--- Work to complete ---
Nothing but a number should be given: how many lines in the listing contain the word "leaf".
(Given data)
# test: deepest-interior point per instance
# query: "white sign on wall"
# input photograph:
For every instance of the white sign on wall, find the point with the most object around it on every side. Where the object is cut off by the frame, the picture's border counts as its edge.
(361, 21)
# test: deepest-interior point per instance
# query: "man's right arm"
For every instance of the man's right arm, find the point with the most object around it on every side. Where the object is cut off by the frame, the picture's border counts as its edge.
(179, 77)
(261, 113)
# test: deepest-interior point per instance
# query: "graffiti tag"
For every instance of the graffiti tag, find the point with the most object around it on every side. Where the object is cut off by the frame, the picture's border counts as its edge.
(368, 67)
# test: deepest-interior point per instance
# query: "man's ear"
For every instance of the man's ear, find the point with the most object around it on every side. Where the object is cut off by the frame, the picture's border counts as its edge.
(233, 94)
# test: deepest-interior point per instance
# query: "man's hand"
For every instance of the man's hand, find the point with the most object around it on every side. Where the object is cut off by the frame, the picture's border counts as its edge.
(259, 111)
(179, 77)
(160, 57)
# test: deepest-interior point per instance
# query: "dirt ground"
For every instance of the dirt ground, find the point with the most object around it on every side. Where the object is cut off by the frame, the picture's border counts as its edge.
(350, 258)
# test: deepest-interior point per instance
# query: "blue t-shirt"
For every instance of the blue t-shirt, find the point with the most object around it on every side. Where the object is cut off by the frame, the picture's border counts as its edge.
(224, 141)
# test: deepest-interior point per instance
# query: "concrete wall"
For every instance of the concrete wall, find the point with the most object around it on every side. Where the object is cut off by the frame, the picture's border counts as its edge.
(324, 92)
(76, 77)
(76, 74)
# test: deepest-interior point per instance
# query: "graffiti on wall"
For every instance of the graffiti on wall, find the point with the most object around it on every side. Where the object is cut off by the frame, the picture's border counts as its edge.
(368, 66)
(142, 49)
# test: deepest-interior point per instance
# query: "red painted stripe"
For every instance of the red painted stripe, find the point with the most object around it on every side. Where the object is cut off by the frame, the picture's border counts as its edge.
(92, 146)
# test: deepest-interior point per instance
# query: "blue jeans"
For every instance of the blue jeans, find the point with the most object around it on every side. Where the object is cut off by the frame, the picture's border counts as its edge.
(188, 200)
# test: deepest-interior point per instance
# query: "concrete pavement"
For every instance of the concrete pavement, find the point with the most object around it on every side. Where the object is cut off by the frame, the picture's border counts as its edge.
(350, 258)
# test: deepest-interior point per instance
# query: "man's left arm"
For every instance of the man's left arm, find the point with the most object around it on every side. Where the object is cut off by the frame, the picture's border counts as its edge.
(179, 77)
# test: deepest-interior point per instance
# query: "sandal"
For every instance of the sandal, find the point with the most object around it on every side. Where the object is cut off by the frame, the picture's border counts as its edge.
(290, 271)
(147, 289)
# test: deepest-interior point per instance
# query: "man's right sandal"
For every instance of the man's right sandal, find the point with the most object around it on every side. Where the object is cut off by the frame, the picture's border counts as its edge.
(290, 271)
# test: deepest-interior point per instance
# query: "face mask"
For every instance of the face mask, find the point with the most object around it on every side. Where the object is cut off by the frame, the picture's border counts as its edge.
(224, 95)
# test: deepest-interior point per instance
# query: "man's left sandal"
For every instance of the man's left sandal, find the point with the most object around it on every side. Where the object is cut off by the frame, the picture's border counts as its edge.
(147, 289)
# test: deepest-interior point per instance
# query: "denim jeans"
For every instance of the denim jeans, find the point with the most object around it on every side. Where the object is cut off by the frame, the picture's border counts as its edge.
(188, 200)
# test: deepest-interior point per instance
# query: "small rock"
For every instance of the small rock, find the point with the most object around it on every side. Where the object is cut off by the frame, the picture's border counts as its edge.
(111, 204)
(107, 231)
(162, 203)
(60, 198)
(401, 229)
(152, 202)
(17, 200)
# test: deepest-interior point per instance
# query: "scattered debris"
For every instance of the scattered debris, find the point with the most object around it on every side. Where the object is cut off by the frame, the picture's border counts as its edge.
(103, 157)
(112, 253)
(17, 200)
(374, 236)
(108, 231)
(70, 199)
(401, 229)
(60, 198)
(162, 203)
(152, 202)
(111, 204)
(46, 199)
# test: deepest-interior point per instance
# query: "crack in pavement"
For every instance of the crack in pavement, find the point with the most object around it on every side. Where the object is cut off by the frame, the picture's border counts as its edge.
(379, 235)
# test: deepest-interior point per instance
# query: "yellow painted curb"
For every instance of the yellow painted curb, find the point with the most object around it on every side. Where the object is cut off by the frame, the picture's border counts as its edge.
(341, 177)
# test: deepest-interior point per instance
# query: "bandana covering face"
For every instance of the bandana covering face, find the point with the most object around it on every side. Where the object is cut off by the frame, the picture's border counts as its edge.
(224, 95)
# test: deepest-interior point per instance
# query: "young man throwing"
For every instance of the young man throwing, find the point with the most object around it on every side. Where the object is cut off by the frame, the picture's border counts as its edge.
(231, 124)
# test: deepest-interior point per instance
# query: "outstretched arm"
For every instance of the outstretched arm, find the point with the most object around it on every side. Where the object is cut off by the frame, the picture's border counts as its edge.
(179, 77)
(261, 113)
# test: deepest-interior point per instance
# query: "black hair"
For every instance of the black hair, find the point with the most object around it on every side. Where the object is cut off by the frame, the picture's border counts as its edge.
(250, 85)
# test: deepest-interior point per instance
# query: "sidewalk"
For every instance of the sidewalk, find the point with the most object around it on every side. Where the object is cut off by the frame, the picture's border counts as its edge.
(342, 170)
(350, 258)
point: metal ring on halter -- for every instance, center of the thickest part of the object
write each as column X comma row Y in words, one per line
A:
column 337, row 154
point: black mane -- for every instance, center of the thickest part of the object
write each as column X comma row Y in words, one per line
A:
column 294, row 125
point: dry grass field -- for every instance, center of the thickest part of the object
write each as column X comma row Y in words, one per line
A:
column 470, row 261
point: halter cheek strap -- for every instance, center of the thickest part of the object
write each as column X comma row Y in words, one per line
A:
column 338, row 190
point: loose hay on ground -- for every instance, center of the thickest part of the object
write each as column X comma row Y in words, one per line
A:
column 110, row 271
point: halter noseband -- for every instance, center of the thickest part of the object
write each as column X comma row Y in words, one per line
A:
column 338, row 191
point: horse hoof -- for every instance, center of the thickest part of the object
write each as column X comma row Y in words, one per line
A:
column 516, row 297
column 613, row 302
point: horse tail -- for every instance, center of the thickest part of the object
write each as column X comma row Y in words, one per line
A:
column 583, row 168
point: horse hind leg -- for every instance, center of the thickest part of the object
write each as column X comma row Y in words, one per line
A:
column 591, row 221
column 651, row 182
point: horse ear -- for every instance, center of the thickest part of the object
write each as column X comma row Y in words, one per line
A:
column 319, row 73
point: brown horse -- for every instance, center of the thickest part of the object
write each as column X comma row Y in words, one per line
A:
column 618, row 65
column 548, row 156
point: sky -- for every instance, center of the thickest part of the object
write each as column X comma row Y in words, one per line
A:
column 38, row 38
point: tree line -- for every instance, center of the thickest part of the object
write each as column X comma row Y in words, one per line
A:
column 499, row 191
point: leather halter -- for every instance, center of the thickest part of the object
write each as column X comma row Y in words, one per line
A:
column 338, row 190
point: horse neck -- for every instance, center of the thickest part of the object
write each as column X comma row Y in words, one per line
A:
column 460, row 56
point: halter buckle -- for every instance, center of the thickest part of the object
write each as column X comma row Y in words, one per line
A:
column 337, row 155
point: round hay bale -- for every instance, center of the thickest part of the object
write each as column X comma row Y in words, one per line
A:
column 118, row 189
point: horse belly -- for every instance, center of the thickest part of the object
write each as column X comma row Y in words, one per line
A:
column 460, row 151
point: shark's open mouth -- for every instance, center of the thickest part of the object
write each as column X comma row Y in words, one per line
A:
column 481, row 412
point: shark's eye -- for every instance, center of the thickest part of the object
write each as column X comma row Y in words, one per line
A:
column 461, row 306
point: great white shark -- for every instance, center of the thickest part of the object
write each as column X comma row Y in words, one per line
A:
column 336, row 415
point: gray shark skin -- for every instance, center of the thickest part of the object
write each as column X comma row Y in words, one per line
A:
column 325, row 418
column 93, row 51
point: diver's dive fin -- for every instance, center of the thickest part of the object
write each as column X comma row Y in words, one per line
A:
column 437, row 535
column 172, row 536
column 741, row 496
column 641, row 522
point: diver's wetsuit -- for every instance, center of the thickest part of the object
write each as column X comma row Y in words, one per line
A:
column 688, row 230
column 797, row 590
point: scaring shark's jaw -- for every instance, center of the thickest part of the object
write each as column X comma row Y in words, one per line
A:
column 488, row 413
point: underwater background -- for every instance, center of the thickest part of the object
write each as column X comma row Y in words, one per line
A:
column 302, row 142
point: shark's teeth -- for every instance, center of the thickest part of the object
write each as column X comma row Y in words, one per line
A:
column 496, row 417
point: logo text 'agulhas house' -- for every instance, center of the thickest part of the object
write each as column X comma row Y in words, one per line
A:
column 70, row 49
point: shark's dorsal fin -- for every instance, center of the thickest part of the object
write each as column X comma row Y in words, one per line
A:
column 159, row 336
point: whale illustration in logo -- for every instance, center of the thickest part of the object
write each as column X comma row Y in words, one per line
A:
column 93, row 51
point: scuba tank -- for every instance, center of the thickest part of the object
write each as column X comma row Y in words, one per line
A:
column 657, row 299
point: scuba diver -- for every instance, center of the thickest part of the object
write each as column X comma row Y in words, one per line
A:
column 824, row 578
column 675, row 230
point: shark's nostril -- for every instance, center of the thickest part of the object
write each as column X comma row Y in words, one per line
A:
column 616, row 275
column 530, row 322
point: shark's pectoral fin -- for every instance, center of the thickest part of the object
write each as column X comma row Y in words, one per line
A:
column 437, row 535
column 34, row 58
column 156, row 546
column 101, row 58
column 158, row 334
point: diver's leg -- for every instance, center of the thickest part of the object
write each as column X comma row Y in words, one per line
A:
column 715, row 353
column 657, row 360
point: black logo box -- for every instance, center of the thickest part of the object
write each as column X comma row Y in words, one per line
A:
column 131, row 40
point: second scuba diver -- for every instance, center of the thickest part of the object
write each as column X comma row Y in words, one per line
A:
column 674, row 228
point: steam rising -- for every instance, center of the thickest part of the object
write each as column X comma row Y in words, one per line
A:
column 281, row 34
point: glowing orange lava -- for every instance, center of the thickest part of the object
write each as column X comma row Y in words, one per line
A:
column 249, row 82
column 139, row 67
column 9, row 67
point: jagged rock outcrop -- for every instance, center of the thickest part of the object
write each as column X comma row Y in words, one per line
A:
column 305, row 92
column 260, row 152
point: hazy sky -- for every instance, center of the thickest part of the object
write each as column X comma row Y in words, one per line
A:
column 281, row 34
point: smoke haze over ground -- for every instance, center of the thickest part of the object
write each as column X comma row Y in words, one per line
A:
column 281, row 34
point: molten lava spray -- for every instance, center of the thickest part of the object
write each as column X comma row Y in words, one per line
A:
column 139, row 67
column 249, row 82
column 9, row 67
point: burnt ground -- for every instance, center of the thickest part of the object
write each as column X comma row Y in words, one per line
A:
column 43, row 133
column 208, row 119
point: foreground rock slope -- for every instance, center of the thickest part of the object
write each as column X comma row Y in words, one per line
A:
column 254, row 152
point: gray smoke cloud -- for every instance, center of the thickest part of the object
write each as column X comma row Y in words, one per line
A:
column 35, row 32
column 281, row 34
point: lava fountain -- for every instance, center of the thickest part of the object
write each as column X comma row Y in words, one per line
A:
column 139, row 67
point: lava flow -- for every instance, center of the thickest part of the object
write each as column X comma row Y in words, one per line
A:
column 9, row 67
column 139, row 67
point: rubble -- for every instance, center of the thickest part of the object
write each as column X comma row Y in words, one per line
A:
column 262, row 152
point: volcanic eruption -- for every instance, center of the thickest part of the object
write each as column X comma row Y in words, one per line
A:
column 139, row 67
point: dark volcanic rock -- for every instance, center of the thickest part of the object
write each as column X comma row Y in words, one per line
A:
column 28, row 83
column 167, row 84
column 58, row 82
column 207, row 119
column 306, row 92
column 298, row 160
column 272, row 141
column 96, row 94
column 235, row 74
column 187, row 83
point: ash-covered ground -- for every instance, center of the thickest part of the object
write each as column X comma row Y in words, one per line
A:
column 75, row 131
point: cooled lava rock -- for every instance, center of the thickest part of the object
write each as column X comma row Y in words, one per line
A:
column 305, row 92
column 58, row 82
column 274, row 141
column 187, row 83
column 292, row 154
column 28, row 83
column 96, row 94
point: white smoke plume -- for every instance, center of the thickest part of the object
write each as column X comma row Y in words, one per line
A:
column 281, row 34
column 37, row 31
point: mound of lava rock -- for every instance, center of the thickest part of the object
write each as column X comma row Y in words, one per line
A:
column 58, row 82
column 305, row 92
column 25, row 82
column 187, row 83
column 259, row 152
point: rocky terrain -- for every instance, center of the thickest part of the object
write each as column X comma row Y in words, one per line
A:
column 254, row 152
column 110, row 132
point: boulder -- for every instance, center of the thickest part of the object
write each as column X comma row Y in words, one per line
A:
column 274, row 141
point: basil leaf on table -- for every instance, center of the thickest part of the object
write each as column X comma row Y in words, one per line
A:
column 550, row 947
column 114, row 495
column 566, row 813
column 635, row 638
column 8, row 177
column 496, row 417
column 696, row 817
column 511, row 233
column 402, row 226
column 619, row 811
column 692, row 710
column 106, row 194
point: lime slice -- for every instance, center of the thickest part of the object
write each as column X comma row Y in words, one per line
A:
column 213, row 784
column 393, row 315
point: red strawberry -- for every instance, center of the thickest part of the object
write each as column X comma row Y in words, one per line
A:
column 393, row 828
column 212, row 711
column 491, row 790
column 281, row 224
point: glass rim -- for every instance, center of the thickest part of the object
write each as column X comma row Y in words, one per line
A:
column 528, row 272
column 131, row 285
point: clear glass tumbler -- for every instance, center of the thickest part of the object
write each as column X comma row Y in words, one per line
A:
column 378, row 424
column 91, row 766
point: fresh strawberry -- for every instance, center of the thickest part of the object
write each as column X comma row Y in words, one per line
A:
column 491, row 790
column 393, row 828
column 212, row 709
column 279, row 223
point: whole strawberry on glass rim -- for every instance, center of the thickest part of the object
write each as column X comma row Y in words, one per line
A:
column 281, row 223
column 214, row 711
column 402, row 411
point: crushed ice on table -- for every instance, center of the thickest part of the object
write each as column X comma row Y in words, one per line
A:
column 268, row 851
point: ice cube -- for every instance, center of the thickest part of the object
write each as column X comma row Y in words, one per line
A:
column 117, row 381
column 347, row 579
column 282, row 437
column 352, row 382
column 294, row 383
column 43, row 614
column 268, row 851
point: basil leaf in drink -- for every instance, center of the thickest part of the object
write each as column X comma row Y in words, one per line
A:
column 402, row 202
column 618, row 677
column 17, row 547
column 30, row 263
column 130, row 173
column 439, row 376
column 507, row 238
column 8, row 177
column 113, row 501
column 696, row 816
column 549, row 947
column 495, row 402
(End Given data)
--- Reply to the exercise ---
2